Text segment:
---+---

Seventeen individuals in the Croatia_EIA dataset provide a modest but informative window into maternal ancestry during the Early Iron Age. The mtDNA record is dominated by lineages common in Europe and the Near Mediterranean: HV (3 samples), T (3), H3b (2), U (2), and T2b (1). These maternal haplogroups are broadly consistent with long-standing European Neolithic farmer and post‑Neolithic maternal diversity; for example, haplogroup H and HV are frequent across Europe, while T and U have varied histories associated with both Neolithic and later movements. Six of the 17 samples either carried less-resolved haplogroups or lacked confident mtDNA calls in the summary data, so the mtDNA counts should be seen as partial.

---+---

Check your understanding:
1 - Condense the paragraph that begins "Seventeen individuals in the Croatia_EIA dataset" from the passage on maternal ancestry in Early Iron Age Croatia into a short bulleted list that keeps its main facts.
2 - Write the next paragraph of the passage on maternal ancestry in Early Iron Age Croatia, picking up after its final sentence.

---+---

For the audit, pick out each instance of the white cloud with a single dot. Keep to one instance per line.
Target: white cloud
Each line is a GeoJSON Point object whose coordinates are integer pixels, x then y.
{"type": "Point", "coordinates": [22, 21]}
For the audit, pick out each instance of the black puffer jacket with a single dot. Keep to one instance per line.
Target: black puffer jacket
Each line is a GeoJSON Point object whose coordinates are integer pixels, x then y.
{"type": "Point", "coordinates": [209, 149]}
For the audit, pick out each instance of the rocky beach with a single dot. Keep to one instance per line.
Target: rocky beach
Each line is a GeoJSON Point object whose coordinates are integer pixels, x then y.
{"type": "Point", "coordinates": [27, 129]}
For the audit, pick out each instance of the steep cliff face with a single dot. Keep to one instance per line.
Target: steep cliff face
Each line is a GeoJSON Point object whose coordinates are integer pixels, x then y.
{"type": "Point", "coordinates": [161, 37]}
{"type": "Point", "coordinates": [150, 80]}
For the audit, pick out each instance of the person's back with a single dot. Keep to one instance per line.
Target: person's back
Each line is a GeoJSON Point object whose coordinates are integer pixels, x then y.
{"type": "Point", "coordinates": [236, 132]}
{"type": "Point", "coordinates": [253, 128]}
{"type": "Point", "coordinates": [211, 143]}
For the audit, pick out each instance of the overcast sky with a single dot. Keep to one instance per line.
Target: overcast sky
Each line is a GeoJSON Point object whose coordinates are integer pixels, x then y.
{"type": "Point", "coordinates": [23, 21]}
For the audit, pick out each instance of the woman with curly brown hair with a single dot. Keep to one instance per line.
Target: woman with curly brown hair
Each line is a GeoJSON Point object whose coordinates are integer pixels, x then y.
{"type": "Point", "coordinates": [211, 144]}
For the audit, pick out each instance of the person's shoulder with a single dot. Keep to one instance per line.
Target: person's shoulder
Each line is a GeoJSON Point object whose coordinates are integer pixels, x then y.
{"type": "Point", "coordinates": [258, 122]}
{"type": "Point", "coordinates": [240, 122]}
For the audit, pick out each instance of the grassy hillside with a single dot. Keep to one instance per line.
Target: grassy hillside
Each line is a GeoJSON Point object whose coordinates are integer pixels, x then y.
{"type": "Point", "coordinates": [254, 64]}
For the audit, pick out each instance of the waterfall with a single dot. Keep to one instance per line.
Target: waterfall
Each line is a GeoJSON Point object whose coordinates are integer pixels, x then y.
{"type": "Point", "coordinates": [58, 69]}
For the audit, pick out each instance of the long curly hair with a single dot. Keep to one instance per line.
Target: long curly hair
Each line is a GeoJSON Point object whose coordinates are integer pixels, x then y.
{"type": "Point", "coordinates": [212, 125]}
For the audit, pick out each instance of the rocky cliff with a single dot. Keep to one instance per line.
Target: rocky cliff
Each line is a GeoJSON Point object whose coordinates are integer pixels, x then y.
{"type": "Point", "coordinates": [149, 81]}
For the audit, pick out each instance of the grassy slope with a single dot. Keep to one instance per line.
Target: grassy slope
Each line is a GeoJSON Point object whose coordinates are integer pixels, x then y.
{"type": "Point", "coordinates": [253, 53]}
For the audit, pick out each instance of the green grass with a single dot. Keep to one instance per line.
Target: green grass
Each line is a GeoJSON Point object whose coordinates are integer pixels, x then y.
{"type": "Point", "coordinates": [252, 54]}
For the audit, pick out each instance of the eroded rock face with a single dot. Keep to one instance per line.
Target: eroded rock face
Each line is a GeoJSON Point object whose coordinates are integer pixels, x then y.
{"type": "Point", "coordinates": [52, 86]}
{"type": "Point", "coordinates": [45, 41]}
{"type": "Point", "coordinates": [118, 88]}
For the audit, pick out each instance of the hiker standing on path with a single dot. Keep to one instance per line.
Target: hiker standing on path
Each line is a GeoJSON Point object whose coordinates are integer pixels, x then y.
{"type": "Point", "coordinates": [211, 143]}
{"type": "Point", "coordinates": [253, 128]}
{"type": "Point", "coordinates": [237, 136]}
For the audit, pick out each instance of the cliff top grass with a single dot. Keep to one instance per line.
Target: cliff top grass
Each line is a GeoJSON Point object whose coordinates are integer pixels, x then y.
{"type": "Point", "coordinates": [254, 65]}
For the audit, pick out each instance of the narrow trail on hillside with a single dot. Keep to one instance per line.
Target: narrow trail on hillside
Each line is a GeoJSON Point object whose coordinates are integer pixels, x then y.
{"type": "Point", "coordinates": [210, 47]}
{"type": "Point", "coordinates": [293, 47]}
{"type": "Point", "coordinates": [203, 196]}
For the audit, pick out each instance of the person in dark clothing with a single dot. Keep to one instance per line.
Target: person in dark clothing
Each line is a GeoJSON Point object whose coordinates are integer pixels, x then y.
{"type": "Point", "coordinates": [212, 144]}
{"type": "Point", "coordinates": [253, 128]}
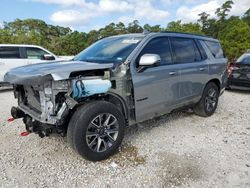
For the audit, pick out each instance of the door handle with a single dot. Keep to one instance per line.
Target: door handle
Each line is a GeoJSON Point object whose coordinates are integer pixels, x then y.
{"type": "Point", "coordinates": [172, 73]}
{"type": "Point", "coordinates": [202, 69]}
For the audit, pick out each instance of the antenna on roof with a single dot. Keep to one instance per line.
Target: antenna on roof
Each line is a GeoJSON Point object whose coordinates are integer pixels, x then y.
{"type": "Point", "coordinates": [145, 31]}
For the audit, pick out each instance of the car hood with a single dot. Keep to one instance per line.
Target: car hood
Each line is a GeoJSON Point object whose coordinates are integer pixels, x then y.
{"type": "Point", "coordinates": [60, 70]}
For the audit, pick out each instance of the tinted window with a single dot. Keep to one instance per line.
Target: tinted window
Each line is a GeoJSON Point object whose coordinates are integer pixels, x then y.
{"type": "Point", "coordinates": [35, 53]}
{"type": "Point", "coordinates": [9, 52]}
{"type": "Point", "coordinates": [159, 46]}
{"type": "Point", "coordinates": [215, 49]}
{"type": "Point", "coordinates": [185, 50]}
{"type": "Point", "coordinates": [244, 59]}
{"type": "Point", "coordinates": [109, 50]}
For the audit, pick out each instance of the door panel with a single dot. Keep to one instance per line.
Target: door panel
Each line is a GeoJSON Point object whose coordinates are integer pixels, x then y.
{"type": "Point", "coordinates": [193, 68]}
{"type": "Point", "coordinates": [156, 91]}
{"type": "Point", "coordinates": [193, 77]}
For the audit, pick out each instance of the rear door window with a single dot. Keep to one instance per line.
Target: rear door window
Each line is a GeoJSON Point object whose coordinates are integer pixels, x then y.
{"type": "Point", "coordinates": [35, 53]}
{"type": "Point", "coordinates": [160, 46]}
{"type": "Point", "coordinates": [215, 49]}
{"type": "Point", "coordinates": [10, 52]}
{"type": "Point", "coordinates": [185, 50]}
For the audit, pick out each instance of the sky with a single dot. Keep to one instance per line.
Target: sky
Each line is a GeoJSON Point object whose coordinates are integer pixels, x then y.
{"type": "Point", "coordinates": [85, 15]}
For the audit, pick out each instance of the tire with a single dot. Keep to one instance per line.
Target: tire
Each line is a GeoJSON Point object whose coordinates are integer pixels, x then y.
{"type": "Point", "coordinates": [96, 130]}
{"type": "Point", "coordinates": [208, 103]}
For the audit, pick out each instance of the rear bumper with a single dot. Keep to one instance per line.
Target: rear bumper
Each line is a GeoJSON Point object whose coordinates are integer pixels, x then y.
{"type": "Point", "coordinates": [238, 83]}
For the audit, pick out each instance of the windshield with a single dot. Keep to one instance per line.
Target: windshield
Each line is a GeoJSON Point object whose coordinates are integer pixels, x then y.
{"type": "Point", "coordinates": [244, 59]}
{"type": "Point", "coordinates": [109, 50]}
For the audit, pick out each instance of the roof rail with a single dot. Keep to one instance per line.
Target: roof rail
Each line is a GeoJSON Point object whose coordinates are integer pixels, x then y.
{"type": "Point", "coordinates": [186, 33]}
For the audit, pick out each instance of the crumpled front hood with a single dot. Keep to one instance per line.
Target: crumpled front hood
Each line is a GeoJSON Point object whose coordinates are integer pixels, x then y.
{"type": "Point", "coordinates": [57, 70]}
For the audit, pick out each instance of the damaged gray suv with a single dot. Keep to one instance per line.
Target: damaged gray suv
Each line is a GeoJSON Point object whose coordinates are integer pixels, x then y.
{"type": "Point", "coordinates": [116, 82]}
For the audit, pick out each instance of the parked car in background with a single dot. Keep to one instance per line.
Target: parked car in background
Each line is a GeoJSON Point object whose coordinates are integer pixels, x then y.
{"type": "Point", "coordinates": [116, 82]}
{"type": "Point", "coordinates": [239, 73]}
{"type": "Point", "coordinates": [15, 55]}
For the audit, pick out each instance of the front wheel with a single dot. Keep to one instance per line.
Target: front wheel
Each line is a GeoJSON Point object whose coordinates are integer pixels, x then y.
{"type": "Point", "coordinates": [96, 130]}
{"type": "Point", "coordinates": [209, 101]}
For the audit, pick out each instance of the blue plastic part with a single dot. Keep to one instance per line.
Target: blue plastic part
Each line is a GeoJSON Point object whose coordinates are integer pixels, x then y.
{"type": "Point", "coordinates": [84, 88]}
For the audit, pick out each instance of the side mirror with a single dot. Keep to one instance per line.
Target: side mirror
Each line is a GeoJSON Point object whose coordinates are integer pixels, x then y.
{"type": "Point", "coordinates": [48, 57]}
{"type": "Point", "coordinates": [149, 60]}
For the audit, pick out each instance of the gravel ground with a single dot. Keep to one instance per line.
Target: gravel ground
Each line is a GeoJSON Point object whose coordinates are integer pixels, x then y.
{"type": "Point", "coordinates": [176, 150]}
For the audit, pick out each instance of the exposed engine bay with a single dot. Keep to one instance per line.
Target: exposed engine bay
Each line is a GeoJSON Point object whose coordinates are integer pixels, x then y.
{"type": "Point", "coordinates": [50, 103]}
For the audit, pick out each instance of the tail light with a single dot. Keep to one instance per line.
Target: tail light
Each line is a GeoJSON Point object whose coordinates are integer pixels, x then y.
{"type": "Point", "coordinates": [231, 67]}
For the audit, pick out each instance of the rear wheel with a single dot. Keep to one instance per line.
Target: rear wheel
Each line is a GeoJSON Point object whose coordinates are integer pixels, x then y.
{"type": "Point", "coordinates": [209, 100]}
{"type": "Point", "coordinates": [96, 130]}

---+---

Answers to this exercise:
1 -
- The Croatia_EIA dataset includes 17 Early Iron Age individuals and offers a modest but informative view of maternal ancestry.
- Lineages common in Europe and the Near Mediterranean dominate the mtDNA record: HV (3), T (3), H3b (2), U (2) and T2b (1).
- These haplogroups broadly match long-standing European Neolithic farmer and post-Neolithic maternal diversity. H and HV are frequent across Europe, and T and U have varied histories linked to both Neolithic and later movements.
- Six samples had less-resolved haplogroups or no confident mtDNA calls in the summary data, so the counts are only partial.

2 -
No clear common Y-DNA pattern is reported for this set, and archaeological records indicate that preservation and sampling biases often limit male-line conclusions. Because Y-chromosome data are undetermined or sparse, we cannot draw robust inferences about paternal ancestry, patrilocality, or male-driven migrations from this dataset alone. Autosomal ancestry (not summarized here) would be required to resolve contributions from Steppe-derived, Balkan Neolithic, and Mediterranean sources more precisely.
While 17 genomes are a useful start, the geographic clustering of samples and uneven preservation make broader population-level claims preliminary. Still, the maternal diversity observed aligns with a picture of the Early Iron Age Balkans as a place of mixed local continuity and connectivity, where long-established maternal lineages persisted alongside cultural exchanges across the Adriatic.